__GIVEN PASSAGE__
★ ★ ★ ★ ★ ★ ★

People with speech paralysis can now talk using this intelligent spelling device
Do you remember how legendary cosmologist Stephen Hawking communicated using his special screen-equipped chair? Well, that was a brain-computer interface (BCI), a device that allows a person to communicate using their brain signals.
There are approximately 70 million people across the globe who suffer from speech-related disorders. What if there was a BCI for each one of these patients that could at least spell out words, if not speak for them? A team of researchers from the University of California, San Fransico (UCSF) works on one such groundbreaking device.
They have created a neuroprosthesis (a type of BCI device that re-establish lost functions of the nervous system) that analyzes the brain activity of a user with speech paralysis. The device then translates the brain signals into single letters and spells sentences on a screen. Reading the sentences lets anyone know what the user wants to say.
This spelling-based neuroprosthesis is better and faster
Before you understand how the current BCI works, you need to know that this is not the only type of neuroprosthesis. Some communication BCIs focus on imagined hand or body movements to figure out the message a user aims to convey.
However, the proposed BCI has some advantages over the existing ones. While explaining the same, the authors wrote in the paper, “Although implementations of this (hand-movement based neuroprosthesis) approach have exhibited promising results, decoding natural attempts to speak directly into speech or text may offer faster and more natural control over a communication BCI.”
Referring to a 2021 survey that involved 28 patients suffering from speech disorders, the researchers also claim that spelling-based neuroprosthesis is a more viable and preferred communication method than hand-movement-based neuroprosthesis.
The current device is actually an upgraded version of a BCI previously developed by the researchers. It could form sentences with a word limit of 50 words because the BCI maintained only a limited vocabulary. However, the new BCI can decode brain activity more efficiently by processing more than 1000 words.
“An initial study focused on a preliminary 50-word vocabulary. While direct word decoding with a limited vocabulary has an immediate practical benefit, expanding access to a larger vocabulary of at least 1000 words would cover over 85% of the content in natural English sentences and enable effective day-to-day use of assistive-communication technology,” said the researchers.

★ ★ ★ ★ ★ ★ ★

__LISTED RECORDS__
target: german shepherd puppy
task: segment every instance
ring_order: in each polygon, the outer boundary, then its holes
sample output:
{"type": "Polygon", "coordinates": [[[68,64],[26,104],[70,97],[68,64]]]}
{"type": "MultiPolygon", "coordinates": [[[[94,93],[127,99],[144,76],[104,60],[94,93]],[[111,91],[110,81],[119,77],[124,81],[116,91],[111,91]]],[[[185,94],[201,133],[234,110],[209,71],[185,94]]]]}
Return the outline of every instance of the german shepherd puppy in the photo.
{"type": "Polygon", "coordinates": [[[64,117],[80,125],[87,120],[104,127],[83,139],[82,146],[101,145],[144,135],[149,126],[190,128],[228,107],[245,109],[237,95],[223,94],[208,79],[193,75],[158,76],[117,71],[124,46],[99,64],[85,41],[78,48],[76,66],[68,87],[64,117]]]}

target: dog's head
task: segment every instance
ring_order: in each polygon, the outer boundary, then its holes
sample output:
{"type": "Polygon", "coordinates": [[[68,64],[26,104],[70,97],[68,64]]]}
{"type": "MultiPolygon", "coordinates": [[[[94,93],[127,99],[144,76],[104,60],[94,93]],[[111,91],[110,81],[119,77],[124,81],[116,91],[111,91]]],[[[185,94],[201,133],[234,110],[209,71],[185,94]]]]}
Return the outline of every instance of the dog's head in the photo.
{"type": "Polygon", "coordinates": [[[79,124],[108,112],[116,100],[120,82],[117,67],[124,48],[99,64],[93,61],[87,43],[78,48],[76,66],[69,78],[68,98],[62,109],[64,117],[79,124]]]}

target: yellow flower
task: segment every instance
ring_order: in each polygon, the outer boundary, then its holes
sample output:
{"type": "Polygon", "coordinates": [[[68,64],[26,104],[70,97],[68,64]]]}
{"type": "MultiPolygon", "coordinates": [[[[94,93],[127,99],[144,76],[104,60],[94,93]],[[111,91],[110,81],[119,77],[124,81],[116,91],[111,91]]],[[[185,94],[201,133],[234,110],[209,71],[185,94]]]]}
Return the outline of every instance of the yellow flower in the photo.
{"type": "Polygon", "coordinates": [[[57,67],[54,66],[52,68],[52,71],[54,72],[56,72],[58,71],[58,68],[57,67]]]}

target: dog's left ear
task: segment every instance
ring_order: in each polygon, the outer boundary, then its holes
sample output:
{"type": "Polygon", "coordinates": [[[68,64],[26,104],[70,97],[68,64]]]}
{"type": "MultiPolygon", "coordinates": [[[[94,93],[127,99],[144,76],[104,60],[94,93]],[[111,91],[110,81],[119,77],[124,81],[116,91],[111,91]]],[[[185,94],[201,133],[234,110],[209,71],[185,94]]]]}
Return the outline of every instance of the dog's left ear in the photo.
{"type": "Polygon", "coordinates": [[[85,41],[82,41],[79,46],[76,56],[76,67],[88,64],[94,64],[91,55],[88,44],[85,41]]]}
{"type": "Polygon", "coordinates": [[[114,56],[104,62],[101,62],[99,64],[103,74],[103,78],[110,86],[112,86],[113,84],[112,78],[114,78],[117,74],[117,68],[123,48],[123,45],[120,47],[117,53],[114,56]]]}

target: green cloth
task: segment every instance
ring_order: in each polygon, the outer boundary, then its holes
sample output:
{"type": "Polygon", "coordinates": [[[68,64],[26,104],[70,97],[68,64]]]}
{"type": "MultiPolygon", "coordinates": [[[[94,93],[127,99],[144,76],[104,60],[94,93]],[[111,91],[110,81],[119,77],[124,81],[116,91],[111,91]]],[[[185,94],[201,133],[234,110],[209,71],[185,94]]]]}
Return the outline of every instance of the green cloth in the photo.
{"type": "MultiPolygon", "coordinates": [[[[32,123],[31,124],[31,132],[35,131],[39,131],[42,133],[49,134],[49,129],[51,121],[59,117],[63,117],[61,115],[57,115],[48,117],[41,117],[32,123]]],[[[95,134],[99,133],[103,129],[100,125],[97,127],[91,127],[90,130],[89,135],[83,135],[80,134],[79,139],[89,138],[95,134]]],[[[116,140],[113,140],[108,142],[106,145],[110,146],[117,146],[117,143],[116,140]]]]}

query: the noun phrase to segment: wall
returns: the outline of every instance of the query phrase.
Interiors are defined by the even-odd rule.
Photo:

★ ★ ★ ★ ★ ★ ★

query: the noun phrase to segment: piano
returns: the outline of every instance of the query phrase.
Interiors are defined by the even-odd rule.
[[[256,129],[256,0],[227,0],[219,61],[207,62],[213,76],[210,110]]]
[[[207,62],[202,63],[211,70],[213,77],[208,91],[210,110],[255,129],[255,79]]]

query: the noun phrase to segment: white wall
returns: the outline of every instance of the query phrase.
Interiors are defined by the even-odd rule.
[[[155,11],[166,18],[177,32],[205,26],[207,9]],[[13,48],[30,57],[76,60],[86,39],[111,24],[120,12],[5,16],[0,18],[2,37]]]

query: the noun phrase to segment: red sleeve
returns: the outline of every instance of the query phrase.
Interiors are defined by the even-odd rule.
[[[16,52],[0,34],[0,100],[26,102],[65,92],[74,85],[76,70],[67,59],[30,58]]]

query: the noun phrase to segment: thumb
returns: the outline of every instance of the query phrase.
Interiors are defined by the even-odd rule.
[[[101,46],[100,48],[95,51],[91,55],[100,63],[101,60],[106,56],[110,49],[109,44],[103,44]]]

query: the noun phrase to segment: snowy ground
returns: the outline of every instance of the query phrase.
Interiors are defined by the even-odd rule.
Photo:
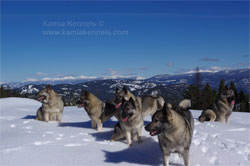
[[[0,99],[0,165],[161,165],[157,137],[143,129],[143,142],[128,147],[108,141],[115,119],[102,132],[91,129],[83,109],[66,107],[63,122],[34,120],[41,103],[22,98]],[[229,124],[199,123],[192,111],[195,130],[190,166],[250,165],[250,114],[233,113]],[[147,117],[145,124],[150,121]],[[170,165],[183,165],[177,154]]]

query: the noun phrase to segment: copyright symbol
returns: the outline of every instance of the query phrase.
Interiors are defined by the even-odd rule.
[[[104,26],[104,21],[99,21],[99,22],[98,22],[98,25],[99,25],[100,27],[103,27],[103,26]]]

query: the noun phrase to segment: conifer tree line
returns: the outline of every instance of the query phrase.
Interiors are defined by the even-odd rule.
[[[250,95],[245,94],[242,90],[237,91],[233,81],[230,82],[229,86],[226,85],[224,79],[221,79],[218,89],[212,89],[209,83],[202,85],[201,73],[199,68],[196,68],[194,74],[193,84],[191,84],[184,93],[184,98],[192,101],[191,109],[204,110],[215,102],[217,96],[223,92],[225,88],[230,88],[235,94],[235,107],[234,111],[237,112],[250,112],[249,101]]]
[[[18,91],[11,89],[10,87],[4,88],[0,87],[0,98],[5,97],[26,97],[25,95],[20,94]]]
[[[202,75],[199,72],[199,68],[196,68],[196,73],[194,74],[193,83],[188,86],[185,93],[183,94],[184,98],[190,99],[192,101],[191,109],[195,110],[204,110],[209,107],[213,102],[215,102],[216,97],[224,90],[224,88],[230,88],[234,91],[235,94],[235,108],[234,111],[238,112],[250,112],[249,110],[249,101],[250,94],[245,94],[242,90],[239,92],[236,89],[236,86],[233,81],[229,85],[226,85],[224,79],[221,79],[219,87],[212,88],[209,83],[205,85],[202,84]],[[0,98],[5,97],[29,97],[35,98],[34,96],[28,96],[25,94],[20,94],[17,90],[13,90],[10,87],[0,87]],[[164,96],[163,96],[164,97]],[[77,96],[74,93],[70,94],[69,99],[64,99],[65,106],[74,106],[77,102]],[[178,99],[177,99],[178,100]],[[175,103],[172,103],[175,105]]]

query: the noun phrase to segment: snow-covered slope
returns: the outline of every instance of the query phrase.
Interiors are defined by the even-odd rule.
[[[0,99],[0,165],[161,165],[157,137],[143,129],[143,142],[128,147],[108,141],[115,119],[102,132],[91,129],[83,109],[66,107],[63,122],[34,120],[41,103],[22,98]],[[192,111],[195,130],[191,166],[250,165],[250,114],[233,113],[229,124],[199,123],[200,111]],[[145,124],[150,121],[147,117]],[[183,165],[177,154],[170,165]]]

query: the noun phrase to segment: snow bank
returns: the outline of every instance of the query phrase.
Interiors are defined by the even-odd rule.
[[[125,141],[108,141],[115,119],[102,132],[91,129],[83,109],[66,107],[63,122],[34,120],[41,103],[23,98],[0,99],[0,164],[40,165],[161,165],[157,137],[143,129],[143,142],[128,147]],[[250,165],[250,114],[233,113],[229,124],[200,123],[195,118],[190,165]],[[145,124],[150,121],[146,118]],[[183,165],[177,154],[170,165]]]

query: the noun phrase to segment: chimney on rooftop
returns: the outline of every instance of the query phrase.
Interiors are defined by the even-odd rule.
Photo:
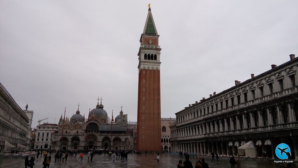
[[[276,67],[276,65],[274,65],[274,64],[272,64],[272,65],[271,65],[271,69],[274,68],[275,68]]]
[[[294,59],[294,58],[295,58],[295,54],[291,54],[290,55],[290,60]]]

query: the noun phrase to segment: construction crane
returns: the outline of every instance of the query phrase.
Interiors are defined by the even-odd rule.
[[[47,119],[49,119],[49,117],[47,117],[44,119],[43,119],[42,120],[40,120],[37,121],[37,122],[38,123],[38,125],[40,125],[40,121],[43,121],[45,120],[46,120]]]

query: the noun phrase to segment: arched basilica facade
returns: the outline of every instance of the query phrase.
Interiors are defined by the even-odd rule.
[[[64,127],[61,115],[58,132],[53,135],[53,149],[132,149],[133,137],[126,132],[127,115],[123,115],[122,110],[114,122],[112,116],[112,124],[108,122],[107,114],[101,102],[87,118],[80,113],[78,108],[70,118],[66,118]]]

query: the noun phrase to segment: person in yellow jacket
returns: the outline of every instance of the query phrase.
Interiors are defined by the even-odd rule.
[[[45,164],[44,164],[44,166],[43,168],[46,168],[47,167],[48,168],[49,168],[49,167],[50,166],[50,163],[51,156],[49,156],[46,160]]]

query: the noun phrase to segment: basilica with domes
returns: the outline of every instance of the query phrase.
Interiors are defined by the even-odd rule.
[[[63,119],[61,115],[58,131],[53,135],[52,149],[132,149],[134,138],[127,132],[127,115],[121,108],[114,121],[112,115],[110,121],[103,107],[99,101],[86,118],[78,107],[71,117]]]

★ ★ ★ ★ ★ ★ ★

__WORK TO COMPLETE__
• A. Answer these about the spelling neuroprosthesis article:
(i) About how many people worldwide have speech-related disorders?
(ii) How many patients took part in the 2021 survey?
(iii) What was the word limit of the researchers' earlier BCI?
• B. Pick up the article on the spelling neuroprosthesis after its final paragraph and carry it on.

__RESPONSES TO THE EXERCISE__
• A.
(i) Approximately 70 million.
(ii) 28.
(iii) 50 words.

• B.
How does the new BIS work?
The spelling-based neuroprosthesis works by first converting signals received from the brain into phonetic alphabet letters and then spelling out the letters on the screen as complete sentences. To test their previous (50-word BCI) and current approach, the researchers chose a human subject with vocal and limb paralysis. The subject was trained to silently speak code words representing different letters that the BCI could process.
During the tests, the patient sent signals to his brain by attempting to speak the code words while being silent. He then squeezes his hand to indicate that he has spelled the desired words to BIS. The device employs language modeling and deep learning to process the signals in real time. Eventually, sentences are produced on the screen, and now anybody can read the user's response.
The error percentage in the sentences stood at only 6.13 percent, and they were produced at nearly 30 characters per minute speed. “We demonstrated that a paralyzed clinical-trial participant with anarthria (speechlessness) could control a neuroprosthesis to spell out intended messages in real-time using attempts to silently speak.”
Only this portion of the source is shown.